▸ **CHALLENGE**
Render the records starting at the line containing "job: trace every instance of the white teeth" and ending at the line containing "5), (71, 12)]" as a two-column CSV with the columns job and mask. Each record gets one row: its text under job and its answer under mask, each in a single quoted field with line breaks replaced by spaces.

[Segmentation annotation records]

[Begin]

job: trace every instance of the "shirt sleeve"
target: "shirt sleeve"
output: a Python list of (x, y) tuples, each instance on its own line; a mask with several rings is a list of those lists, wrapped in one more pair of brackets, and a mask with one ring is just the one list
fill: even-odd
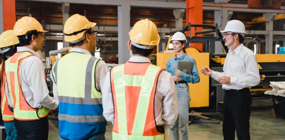
[(214, 78), (214, 79), (219, 81), (219, 79), (222, 76), (225, 76), (224, 72), (216, 72), (212, 70), (212, 75), (211, 77)]
[(169, 70), (169, 68), (170, 68), (170, 65), (171, 64), (170, 62), (169, 62), (170, 59), (168, 59), (167, 60), (167, 62), (166, 62), (166, 67), (165, 67), (165, 71), (168, 72), (169, 72), (168, 71)]
[(231, 77), (231, 84), (242, 85), (245, 87), (256, 85), (260, 82), (259, 70), (256, 58), (254, 55), (250, 55), (244, 60), (248, 75), (245, 77)]
[(106, 120), (114, 122), (114, 104), (111, 89), (111, 79), (110, 72), (107, 73), (104, 81), (102, 89), (102, 103), (103, 105), (103, 115)]
[(163, 93), (162, 93), (164, 95), (162, 101), (163, 108), (162, 121), (165, 129), (174, 124), (178, 116), (178, 100), (175, 84), (171, 74), (169, 73), (167, 74), (165, 83), (161, 83), (164, 84), (164, 86), (159, 86), (164, 89)]
[(32, 59), (24, 66), (24, 73), (33, 93), (34, 99), (42, 106), (54, 110), (58, 105), (48, 95), (44, 73), (44, 66), (37, 57)]
[(99, 60), (96, 66), (95, 71), (95, 86), (99, 91), (101, 91), (104, 85), (106, 74), (110, 71), (109, 67), (104, 61)]
[(54, 95), (54, 98), (55, 101), (56, 103), (58, 104), (58, 94), (57, 93), (57, 87), (56, 86), (56, 84), (54, 82), (54, 79), (53, 77), (54, 74), (52, 73), (52, 71), (50, 71), (50, 78), (52, 81), (52, 93)]
[(195, 83), (200, 82), (200, 76), (199, 73), (197, 69), (197, 65), (196, 62), (194, 59), (192, 61), (192, 74), (187, 74), (184, 72), (181, 71), (179, 77), (182, 77), (184, 81), (188, 83)]

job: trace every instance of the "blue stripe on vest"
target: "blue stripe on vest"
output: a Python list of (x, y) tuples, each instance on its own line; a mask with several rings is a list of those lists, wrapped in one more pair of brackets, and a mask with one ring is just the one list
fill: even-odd
[(58, 113), (72, 116), (99, 116), (103, 115), (102, 104), (89, 105), (60, 102)]
[(58, 121), (60, 137), (69, 139), (82, 139), (106, 131), (106, 122), (72, 123)]

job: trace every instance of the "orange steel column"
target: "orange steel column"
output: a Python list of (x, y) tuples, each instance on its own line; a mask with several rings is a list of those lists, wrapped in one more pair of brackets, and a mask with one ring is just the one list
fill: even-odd
[(13, 30), (16, 22), (15, 0), (2, 0), (3, 31)]
[[(186, 0), (186, 25), (190, 22), (191, 24), (203, 24), (203, 0)], [(191, 35), (195, 36), (195, 29), (191, 28)], [(203, 28), (197, 28), (196, 31), (201, 31)], [(186, 33), (189, 35), (189, 32)], [(202, 36), (202, 34), (198, 35), (197, 36)], [(202, 43), (190, 43), (189, 46), (193, 47), (201, 52), (203, 52), (203, 46)]]

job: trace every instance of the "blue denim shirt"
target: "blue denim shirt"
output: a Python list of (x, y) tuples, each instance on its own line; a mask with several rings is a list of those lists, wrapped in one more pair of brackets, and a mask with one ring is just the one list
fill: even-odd
[(192, 62), (192, 74), (189, 74), (182, 71), (179, 77), (188, 83), (197, 83), (200, 82), (200, 76), (197, 70), (196, 62), (193, 57), (187, 55), (186, 53), (179, 58), (176, 58), (176, 55), (169, 58), (166, 63), (165, 70), (170, 73), (172, 76), (175, 75), (175, 70), (177, 69), (177, 62), (180, 61), (189, 61)]

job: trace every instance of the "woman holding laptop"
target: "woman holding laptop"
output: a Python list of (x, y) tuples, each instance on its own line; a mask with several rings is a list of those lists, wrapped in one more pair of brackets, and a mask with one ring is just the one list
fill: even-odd
[[(171, 74), (176, 85), (178, 97), (179, 114), (177, 120), (170, 129), (172, 131), (173, 139), (179, 139), (179, 128), (180, 128), (182, 140), (186, 140), (188, 139), (188, 112), (191, 100), (188, 83), (195, 83), (199, 82), (200, 77), (195, 60), (192, 57), (187, 55), (185, 51), (185, 43), (187, 43), (187, 40), (184, 34), (181, 32), (177, 32), (173, 35), (171, 40), (173, 44), (173, 50), (176, 54), (167, 61), (165, 70)], [(189, 66), (189, 67), (192, 68), (192, 72), (190, 72), (190, 73), (187, 73), (189, 72), (184, 70), (187, 68), (183, 70), (183, 71), (180, 70), (178, 70), (178, 62), (180, 61), (192, 62), (189, 63), (192, 64), (192, 66)], [(187, 67), (187, 66), (183, 66)]]

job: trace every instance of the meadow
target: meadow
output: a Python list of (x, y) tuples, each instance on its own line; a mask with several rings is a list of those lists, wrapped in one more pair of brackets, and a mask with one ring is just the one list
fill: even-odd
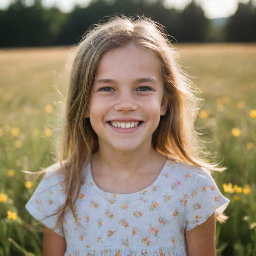
[[(176, 47), (202, 91), (200, 138), (227, 168), (213, 174), (231, 201), (226, 223), (216, 223), (217, 255), (256, 255), (256, 45)], [(72, 51), (0, 49), (0, 256), (41, 255), (42, 226), (24, 206), (42, 176), (21, 170), (39, 171), (56, 159)]]

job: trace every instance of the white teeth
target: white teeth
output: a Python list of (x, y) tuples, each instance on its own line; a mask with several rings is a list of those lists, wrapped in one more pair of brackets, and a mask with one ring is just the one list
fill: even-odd
[(115, 127), (120, 127), (121, 128), (131, 128), (136, 127), (139, 124), (138, 122), (122, 122), (110, 121), (112, 126)]

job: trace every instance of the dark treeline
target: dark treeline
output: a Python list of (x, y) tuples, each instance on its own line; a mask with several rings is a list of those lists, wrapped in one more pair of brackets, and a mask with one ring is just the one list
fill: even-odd
[(63, 13), (55, 7), (43, 8), (40, 0), (30, 6), (24, 0), (16, 0), (0, 11), (0, 47), (75, 44), (91, 25), (113, 14), (151, 18), (166, 27), (174, 42), (256, 41), (256, 8), (252, 0), (239, 3), (234, 15), (215, 22), (205, 17), (194, 0), (180, 12), (164, 8), (164, 1), (94, 0), (86, 8), (76, 5), (71, 12)]

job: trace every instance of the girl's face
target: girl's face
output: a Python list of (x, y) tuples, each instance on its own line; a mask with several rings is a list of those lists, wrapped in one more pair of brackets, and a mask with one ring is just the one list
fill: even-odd
[(158, 57), (132, 43), (103, 55), (85, 115), (100, 148), (130, 151), (151, 145), (167, 108), (160, 70)]

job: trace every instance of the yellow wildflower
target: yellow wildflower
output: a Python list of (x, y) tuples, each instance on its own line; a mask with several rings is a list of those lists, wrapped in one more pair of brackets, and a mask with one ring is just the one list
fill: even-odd
[(52, 112), (52, 106), (50, 104), (47, 104), (46, 105), (45, 107), (44, 107), (44, 109), (46, 112), (46, 113), (48, 114), (50, 114)]
[(239, 137), (241, 136), (241, 130), (239, 128), (233, 128), (231, 134), (234, 137)]
[(246, 195), (250, 194), (251, 192), (251, 189), (249, 185), (246, 185), (245, 188), (243, 189), (243, 193)]
[(199, 112), (199, 115), (200, 118), (207, 118), (209, 116), (209, 112), (205, 109), (201, 109)]
[(27, 188), (30, 188), (32, 186), (32, 182), (31, 181), (26, 181), (25, 182), (25, 186)]
[(17, 218), (17, 212), (12, 212), (11, 211), (7, 211), (7, 218), (9, 220), (16, 220)]
[(232, 199), (234, 201), (239, 201), (240, 198), (239, 196), (233, 196)]
[(20, 129), (17, 127), (12, 127), (10, 132), (14, 137), (17, 137), (20, 134)]
[(21, 147), (22, 145), (22, 142), (20, 140), (16, 140), (14, 142), (14, 146), (15, 147), (15, 148), (20, 148)]
[(50, 129), (46, 129), (44, 130), (44, 135), (47, 137), (50, 137), (52, 134), (52, 130)]
[(256, 109), (252, 109), (250, 111), (249, 114), (251, 118), (254, 118), (256, 117)]
[(15, 171), (13, 169), (9, 169), (7, 171), (7, 175), (9, 177), (13, 177), (15, 175)]
[(8, 196), (6, 194), (0, 193), (0, 202), (5, 203), (8, 199)]

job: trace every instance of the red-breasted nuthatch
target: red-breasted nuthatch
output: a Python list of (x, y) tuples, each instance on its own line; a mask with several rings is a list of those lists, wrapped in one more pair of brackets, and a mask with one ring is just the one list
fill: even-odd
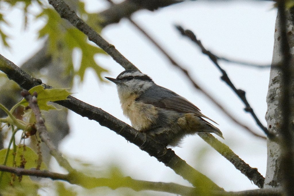
[(123, 114), (132, 126), (156, 141), (175, 146), (186, 135), (198, 132), (212, 133), (223, 138), (220, 129), (203, 118), (217, 123), (198, 107), (139, 70), (126, 70), (116, 79), (105, 77), (116, 84)]

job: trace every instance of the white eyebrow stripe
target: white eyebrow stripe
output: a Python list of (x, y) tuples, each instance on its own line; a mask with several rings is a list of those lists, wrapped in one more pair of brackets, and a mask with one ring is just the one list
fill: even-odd
[(143, 76), (145, 75), (145, 74), (143, 74), (138, 72), (133, 72), (132, 73), (128, 72), (125, 73), (123, 74), (119, 77), (120, 78), (123, 78), (128, 77), (128, 76)]

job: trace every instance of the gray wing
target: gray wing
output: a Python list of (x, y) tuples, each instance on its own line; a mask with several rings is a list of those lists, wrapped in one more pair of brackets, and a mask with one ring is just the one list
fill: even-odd
[(158, 86), (151, 87), (137, 100), (167, 109), (183, 113), (194, 113), (197, 116), (205, 118), (218, 124), (202, 114), (199, 108), (186, 99), (161, 87)]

[End]

▸ **SOLUTION**
job,mask
"job: trace every instance of the white teeth target: white teeth output: a Python list of (x, y) tuples, each instance on its own line; a mask with several rings is a list of those lists, wrapped in one more pair of brackets, and a mask with one ring is just the one list fill: even-odd","[(115, 127), (120, 127), (121, 128), (131, 128), (136, 127), (139, 124), (138, 122), (122, 122), (110, 121), (112, 126)]"
"job: trace every instance of the dark treeline target: dark treeline output: a Python list of (x, y) tuples, each instance on its own line; a mask with several rings is a list of those lists, wrapped in one more pair of brackets, and a mask with one ring is just the one list fill: even-odd","[(63, 13), (55, 7), (43, 8), (40, 0), (30, 6), (24, 0), (16, 0), (0, 11), (0, 47), (75, 44), (91, 25), (113, 14), (151, 18), (166, 27), (174, 42), (256, 41), (256, 8), (252, 0), (239, 3), (234, 15), (215, 22), (205, 17), (194, 0), (180, 12), (164, 8), (164, 1), (94, 0), (86, 8), (76, 5), (71, 12)]"